Похвала глупости и Горе от ума

«Praise of Stupidity» and «Woe from Wit»: the Problem of the Russian National Character
Svetlana Gerasimova
Kosygin Russian State University
Institute of Slavic Culture
Department of Linguistics and Intercultural Communication
Moscow Polytechnic University
Institute of Journalism and Publishing
Department of Russian language and history of literature
Moscow
Russia
metanoik@gmail.com

Abstract: культурный код повторяет структуру личности человека. В русской духовной традиции профанный бытовой разум противопоставлялся сакральному разуму юродивых, который казался безумием. Это противостояние определяет специфику сакрального и профанного кода русской культуры. Чацкий реализует профанный рационалистический разум европейского типа, который является травестийным двойником высшего разума юродивых. Роль страдальца, выпавшая на долю Чацкому, становится одним из условий распространения рационализма в отечественной культуре, так как в русский культурный код входит сострадание гонимым, в основе которого поклонение Божественному Страдальцу Христу. Грибоедов закладывал комедийный пафос в пьесу, так как самозванец-рационалист освобождает сценическое пространство Божественному разуму, внешне сходному с юродством. На смену горю от ума приходит похвала глупости, за которой скрывается высший ум.
Keywords: код культуры, сакральное, профанное, высший ум, практический разум.
Памяти Людмилы Ивановны Матюшенко.
1. INTRODUCTION Процессы глобализации ставят перед нами задачу сохранения культурного кода России – важнейшего представителя славянских народов.
Рассматривая комедию Грибоедова как фиксацию семиотической системы культуры России начала XIX в., необходимо отметить, что культурный код любой страны имеет сакральный и эмпирический, профанный уровень реализации. Для сакрального плана характерен богословский и метафизический канон культуры. В контексте сакрального кода культуры дух и сознание определяют бытие. Яркие примеры действия этого духовного закона мы встречаем и в Библии, и в истории. История – важнейшая форма, фиксирующая закономерности становления культуры народа. Важнейший закон истории таков: когда народ верен заповедям, живет по совести, благодарит Творца, он процветает. Духовное умопомрачение народа, апостасия, безбожие, жестокость ведут к страданиям. Действие этого закона лежит в основе Вавилонского пленения, насильственного увода народа в Ассирию в библейской истории. Этот же закон предопределил такие события Новой истории, как революции, мировые войны, эпидемии. 
Богословие кенозиса – важнейший элемент сакрального культурного кода России. Именно он определил специфику русской культуры.
Эмпирический, профанный, бытовой культурный код претендует на то, что именно бытие определяет сознание. Он утверждает, что жизнь и опыт творят сознание народа и личность каждого человека. Личность – плод личного опыта. Вместе с тем Сергей Булгаков писал: «Человек не Бог и никогда не может стать ни своим собственным творцом, ни творцом мира» [Булгаков ]. Этой богословской концепции противостоит идея аутопоэзиса , высказанная учеными из Чилии -  У. Матураной и Ф. Варелой. Н. Н. Кожевников, В. С. Данилова применяют ее к человеку в целом [Н. Н. Кожевников ], указывая на самоидентификацию как на важнейший вектор становления личности. Эта концепция близка точке зрения на личность французского экзистенциалиста Сартра. Он высказывает ее в работе «Экзистенциализм – это гуманизм». Аналогичная позиция характерна для советской и постсоветской научной школы. Например, ее высказывает выдающийся педагог В.В. Сериков.

(Фрагменты данных с точками указания)

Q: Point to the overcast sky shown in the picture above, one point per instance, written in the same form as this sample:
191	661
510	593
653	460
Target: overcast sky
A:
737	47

---

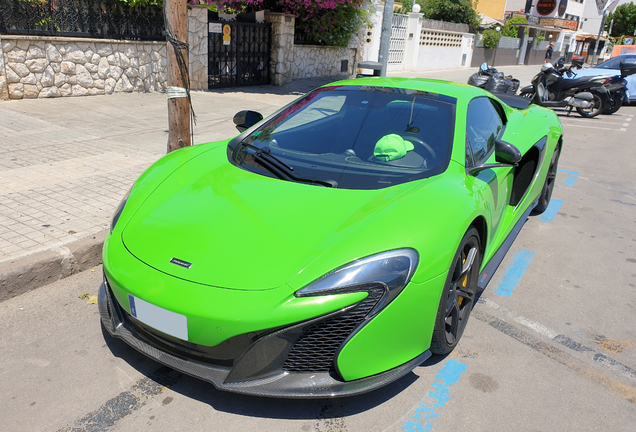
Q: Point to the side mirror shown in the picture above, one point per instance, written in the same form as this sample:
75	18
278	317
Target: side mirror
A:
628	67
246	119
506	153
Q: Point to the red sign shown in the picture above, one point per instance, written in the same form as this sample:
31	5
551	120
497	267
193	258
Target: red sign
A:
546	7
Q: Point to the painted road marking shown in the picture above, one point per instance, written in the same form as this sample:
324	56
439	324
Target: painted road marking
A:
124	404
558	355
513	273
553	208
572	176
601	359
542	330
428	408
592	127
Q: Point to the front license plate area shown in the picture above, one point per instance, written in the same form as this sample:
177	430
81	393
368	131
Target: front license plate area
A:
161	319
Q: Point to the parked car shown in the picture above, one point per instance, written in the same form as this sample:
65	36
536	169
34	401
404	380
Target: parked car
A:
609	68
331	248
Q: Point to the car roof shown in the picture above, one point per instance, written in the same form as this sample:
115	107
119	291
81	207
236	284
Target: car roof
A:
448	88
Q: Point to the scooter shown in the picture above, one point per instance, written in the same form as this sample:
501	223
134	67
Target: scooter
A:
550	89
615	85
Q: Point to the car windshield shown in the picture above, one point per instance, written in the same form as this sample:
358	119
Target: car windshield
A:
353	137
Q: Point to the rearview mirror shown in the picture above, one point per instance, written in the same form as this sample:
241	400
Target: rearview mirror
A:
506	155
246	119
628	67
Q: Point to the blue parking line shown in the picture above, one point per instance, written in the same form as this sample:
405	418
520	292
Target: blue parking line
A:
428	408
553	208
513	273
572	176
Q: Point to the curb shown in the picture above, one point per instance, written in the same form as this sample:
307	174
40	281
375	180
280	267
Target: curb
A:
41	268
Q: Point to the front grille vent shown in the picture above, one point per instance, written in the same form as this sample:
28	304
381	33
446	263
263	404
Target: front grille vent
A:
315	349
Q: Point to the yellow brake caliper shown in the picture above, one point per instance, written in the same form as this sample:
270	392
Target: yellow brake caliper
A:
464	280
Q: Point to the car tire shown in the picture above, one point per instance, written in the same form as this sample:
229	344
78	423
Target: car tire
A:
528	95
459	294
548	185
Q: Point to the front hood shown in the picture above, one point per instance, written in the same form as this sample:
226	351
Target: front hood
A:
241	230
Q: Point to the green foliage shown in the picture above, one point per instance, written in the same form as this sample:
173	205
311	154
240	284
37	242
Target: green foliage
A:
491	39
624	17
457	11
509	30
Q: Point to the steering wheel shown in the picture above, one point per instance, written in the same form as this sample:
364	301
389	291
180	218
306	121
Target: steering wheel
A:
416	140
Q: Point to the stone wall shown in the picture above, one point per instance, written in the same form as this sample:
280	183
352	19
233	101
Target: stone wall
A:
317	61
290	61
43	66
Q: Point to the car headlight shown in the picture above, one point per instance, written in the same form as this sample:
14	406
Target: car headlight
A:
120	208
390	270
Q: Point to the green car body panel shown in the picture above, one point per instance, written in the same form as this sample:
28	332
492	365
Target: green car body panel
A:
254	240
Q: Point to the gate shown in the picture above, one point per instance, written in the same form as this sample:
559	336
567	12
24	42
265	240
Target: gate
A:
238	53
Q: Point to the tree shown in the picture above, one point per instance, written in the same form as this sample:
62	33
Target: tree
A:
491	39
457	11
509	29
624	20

▶ **ЗАДАНИЕ**
Продолжите статью о «Горе от ума» и культурном коде России сразу после её последнего предложения.

▶ **РЕЗУЛЬТАТ ВЫПОЛНЕНИЯ**
Эмпирический культурный код в разной степени определяется сакральным культурным кодом или противостоит ему, но даже в своем противостоянии он не свободен от него. Эмпирический культурный код выражается в пословицах, языковой картине мира, практической морали, в отеческой мудрости и тех жизненных программах, что герои унаследуют от отцов. Эмпирический культурный код, отчетливо противопоставленный в русской культуре сакральному, впервые появляется в «Повести о Горе-Злосчастии» (XVII).
Цель нашего исследования – проанализировать русский национальный характер героев комедии Грибоедова «Горе от ума» с позиций выделенных особенностей русского культурного кода, вступающего в резонанс с кодами текста «Похвала глупости» Эразма Роттердамского. 

2. Сакральный культурный код России: доминанты

Русский культурный код, прежде всего, задан богословием кенозиса. Кенозис выражается в Божественном самоуничижении и смирении вплоть до крестной смерти, явленном в истории. Божественный кенозис вписан именно в человеческую историю, в которой:
повесивший землю повешен,
закрепивший небеса закреплен… [Мелитон ]

Энергиями кенозиса проникнут подвиг страстотерпцев. Святой князь Борис мог защитить свою жизнь, поскольку при нем была дружина. Сильный принял роль слабого. Благословленный отцом править в Киеве добровольно принимает смерть от руки брата, незаконно захватившего киевский престол, потому что есть ценность, которая выше жизни, – это любовь. Любовь к Богу, заповедям и брату делает невозможной самооборону и пролитие крови.
Этому свойству русского характера Н.Бердяев посвятил статью «О “вечно бабьем” в русской душе». Воспитанная на западном идеале интеллигенция перестала понимать родной национальный характер, ценить божественную высоту смирения.
Принципы кенозиса благотворно сказываются на психике человека и используются в современной психотерапии [Сурьянинова ].
Уникальным свойством славянского духа будет юродство. На Западе его нет. Но первый русский юродивый Прокопий Устюжский – выходец с Запада. Он потенциально был юродивым, но это свойство реализовалось в нем, только когда он соприкоснулся с русской культурой, проникнутой духовной высотой и созерцательной мудростью под благодатным спудом смирения.
Заметив, что «на греческом «дух» может обозначаться как словом “nous”, так и “pneuma”» [Фаритов ], В.Т. Фаритов утверждает, что европейская метафизика восприняла в качестве духа – «нус», разум, противопоставив его всему имманентному, чувственно воспринимаемому, природному, даже жизни; в то время как русская пневматология стремится преобразить материю духом, то есть божественным сверхбытием, осмысленным в контексте апофатического богословия.
Идеи Фаритова нужно дополнить мыслью о двух умах, разработанной в Православии. Русская пословица «ум за разум зашел» в травестийной форме отражает представления о двух ипостасях ума. Так, святой Иоанн Дамаскин противополагает созерцательному мудрому уму – деятельный логичный разум [Дамаскин ].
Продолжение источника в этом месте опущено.